## Recorded data:
-- -- --
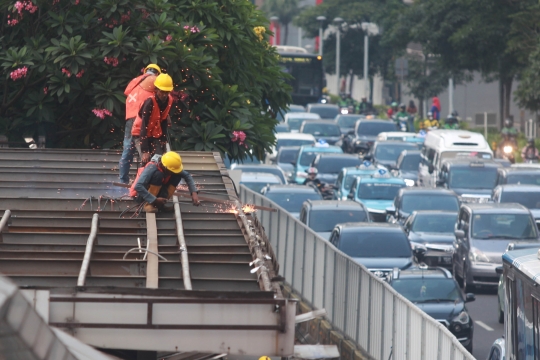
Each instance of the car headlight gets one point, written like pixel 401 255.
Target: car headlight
pixel 476 255
pixel 462 318
pixel 409 182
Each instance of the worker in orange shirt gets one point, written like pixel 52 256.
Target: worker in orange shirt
pixel 137 91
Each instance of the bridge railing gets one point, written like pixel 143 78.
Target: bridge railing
pixel 364 308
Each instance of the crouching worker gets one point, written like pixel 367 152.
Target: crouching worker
pixel 157 182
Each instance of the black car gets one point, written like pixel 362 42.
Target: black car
pixel 407 166
pixel 386 153
pixel 472 179
pixel 435 292
pixel 320 129
pixel 520 176
pixel 378 246
pixel 329 165
pixel 433 232
pixel 411 199
pixel 364 135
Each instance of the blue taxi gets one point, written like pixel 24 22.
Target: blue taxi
pixel 376 192
pixel 348 175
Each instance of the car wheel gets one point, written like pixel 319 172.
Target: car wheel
pixel 456 276
pixel 467 286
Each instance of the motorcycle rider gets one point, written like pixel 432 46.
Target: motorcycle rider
pixel 530 152
pixel 402 118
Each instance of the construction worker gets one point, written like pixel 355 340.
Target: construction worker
pixel 157 182
pixel 138 90
pixel 150 126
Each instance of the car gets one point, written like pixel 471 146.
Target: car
pixel 256 181
pixel 286 159
pixel 325 111
pixel 380 247
pixel 305 157
pixel 521 176
pixel 325 130
pixel 268 169
pixel 442 145
pixel 376 192
pixel 386 153
pixel 526 195
pixel 414 199
pixel 292 109
pixel 288 139
pixel 498 350
pixel 365 134
pixel 329 165
pixel 483 233
pixel 473 180
pixel 346 122
pixel 294 120
pixel 407 166
pixel 432 231
pixel 291 197
pixel 347 176
pixel 434 291
pixel 323 215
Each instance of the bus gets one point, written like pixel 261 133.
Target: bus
pixel 521 270
pixel 307 73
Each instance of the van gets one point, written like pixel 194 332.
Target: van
pixel 441 145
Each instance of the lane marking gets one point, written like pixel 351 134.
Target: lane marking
pixel 482 324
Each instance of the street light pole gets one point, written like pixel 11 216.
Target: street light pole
pixel 338 21
pixel 321 20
-- -- --
The lines to reproduce run from the one that contains "Target: bridge railing" through the last line above; copy them exactly.

Target: bridge railing
pixel 364 308
Each instance of the crouching worker gets one point, written like pixel 367 152.
Target: crouching worker
pixel 157 182
Each instance of the black car gets one point, written like pixel 362 42.
Target: black car
pixel 407 166
pixel 386 153
pixel 472 179
pixel 435 292
pixel 320 129
pixel 520 176
pixel 378 246
pixel 329 165
pixel 433 232
pixel 411 199
pixel 364 135
Each instance of the blue taxi gets one point, written like pixel 24 22.
Target: blue taxi
pixel 376 192
pixel 348 175
Each instance of the car wheel gets one point, written like pixel 319 172.
Target: car wheel
pixel 456 276
pixel 467 286
Each instance of the motorcycle rider gets one point, written like pixel 432 46.
Target: motorcycle rider
pixel 530 152
pixel 402 118
Each instance of the construction worker gets one point, written like pixel 355 340.
Target: construction worker
pixel 157 182
pixel 138 90
pixel 150 126
Each instance of the car gets one point, written like pixel 471 146.
Target: car
pixel 256 181
pixel 286 159
pixel 325 111
pixel 380 247
pixel 305 157
pixel 521 176
pixel 325 130
pixel 268 169
pixel 442 145
pixel 376 192
pixel 386 153
pixel 526 195
pixel 414 199
pixel 292 109
pixel 288 139
pixel 498 350
pixel 365 134
pixel 329 165
pixel 483 233
pixel 473 180
pixel 346 122
pixel 294 120
pixel 407 166
pixel 432 231
pixel 291 197
pixel 347 176
pixel 434 291
pixel 323 215
Each instance of the bus gets one point, written like pixel 261 133.
Target: bus
pixel 521 270
pixel 307 73
Each instance of the van gets one point, written like pixel 194 332.
Target: van
pixel 441 145
Each instance of the lane marking gets one point, written like pixel 351 134.
Target: lane marking
pixel 482 324
Each instance of the street light pole gets one point, written like pixel 11 216.
Target: street light pole
pixel 338 21
pixel 321 20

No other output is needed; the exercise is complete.